● Task to complete
Report every line of the material that contains the string "table".

○ ○ ○ ○

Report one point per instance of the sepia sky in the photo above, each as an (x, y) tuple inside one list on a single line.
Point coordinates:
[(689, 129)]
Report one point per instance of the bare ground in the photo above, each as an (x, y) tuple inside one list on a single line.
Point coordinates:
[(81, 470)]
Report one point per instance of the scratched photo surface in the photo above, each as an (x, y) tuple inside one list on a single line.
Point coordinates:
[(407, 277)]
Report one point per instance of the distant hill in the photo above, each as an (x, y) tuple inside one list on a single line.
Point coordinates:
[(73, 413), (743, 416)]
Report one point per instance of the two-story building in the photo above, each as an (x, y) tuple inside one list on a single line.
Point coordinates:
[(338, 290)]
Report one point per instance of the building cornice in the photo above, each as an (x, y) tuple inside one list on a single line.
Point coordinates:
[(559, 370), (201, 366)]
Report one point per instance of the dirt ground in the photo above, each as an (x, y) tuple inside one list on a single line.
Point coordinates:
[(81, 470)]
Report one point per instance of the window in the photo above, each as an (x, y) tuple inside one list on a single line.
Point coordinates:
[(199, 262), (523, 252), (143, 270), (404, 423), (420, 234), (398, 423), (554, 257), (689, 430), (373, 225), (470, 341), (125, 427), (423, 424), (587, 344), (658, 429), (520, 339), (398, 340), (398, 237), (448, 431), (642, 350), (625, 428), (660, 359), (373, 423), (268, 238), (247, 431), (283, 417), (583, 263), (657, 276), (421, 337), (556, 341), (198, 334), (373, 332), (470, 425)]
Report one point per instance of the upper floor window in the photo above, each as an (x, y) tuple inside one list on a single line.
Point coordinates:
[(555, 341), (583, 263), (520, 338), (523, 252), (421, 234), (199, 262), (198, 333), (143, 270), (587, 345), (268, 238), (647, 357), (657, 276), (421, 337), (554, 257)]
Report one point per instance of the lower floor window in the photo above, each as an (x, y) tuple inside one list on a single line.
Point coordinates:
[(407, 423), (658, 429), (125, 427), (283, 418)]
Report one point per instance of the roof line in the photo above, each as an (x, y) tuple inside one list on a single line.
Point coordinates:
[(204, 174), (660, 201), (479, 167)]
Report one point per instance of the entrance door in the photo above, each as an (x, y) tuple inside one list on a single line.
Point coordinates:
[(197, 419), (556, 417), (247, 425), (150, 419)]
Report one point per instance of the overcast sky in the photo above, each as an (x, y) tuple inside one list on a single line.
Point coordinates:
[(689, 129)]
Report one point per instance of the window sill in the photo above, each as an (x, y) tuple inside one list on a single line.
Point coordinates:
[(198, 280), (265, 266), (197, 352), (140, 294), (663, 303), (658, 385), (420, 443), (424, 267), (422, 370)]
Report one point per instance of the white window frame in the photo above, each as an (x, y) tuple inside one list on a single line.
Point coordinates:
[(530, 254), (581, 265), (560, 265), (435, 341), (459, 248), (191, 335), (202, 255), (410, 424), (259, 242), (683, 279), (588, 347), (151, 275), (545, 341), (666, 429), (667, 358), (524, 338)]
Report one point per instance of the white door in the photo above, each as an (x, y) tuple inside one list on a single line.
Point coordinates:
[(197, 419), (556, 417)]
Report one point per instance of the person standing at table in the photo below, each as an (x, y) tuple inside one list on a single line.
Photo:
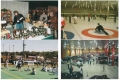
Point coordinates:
[(43, 17), (18, 20)]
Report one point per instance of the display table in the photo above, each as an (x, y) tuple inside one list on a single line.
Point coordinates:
[(4, 32), (41, 37)]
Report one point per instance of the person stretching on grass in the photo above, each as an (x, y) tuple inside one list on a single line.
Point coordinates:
[(19, 66), (28, 69), (33, 71)]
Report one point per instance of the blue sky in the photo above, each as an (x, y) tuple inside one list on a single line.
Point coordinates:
[(31, 45)]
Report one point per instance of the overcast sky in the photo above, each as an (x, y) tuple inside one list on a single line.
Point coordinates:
[(31, 45)]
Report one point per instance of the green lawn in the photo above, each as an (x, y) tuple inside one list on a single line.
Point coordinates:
[(13, 73)]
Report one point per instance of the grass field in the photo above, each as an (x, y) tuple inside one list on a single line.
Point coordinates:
[(13, 73)]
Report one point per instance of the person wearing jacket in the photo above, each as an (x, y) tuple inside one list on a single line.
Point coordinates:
[(100, 28), (18, 20)]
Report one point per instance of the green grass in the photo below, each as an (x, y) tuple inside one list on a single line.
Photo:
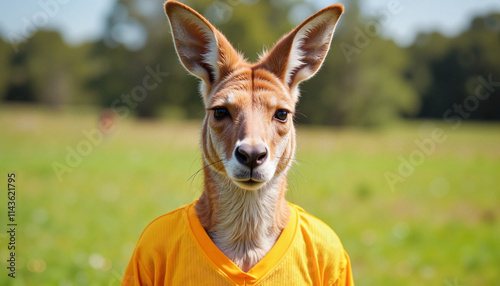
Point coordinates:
[(438, 226)]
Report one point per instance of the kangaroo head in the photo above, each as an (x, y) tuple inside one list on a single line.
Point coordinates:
[(248, 133)]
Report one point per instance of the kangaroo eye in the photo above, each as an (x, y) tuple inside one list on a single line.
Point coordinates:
[(221, 113), (281, 115)]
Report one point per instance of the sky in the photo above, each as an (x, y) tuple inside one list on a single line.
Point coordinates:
[(80, 21)]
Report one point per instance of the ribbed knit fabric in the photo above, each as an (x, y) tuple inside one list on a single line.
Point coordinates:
[(175, 250)]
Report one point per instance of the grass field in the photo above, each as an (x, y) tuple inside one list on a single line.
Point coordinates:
[(439, 223)]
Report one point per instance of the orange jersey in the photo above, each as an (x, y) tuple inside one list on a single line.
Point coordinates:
[(175, 250)]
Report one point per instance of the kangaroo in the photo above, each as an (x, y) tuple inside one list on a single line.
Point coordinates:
[(241, 230)]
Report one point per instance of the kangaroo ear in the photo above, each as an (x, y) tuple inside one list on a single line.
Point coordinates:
[(300, 54), (202, 49)]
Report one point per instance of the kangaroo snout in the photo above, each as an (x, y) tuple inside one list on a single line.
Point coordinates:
[(251, 156)]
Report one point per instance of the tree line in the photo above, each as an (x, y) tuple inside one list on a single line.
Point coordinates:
[(366, 80)]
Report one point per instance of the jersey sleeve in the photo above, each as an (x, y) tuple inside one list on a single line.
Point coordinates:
[(345, 274), (136, 273)]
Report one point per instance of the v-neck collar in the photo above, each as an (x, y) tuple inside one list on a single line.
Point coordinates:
[(231, 270)]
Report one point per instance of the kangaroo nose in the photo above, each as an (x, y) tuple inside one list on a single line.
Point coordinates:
[(251, 155)]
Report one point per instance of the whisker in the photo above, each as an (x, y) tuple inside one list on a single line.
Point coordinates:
[(294, 170), (288, 179), (204, 167)]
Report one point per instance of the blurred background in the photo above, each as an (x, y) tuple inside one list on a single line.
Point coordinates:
[(398, 133)]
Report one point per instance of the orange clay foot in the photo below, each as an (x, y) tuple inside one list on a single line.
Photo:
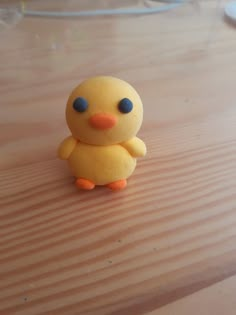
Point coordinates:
[(84, 184), (119, 185)]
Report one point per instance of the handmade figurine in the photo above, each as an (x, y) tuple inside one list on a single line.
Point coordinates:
[(104, 115)]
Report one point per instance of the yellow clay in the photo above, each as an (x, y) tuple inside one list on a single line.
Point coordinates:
[(104, 115)]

○ ○ ○ ○

● Written response
Report one point per instance of the person standing at table in the photo below, each as an (x, y) tuple inside one list on a single line.
Report one point per instance of the display table in the photo above, each as an (x, y) tuple inside one list on a single line.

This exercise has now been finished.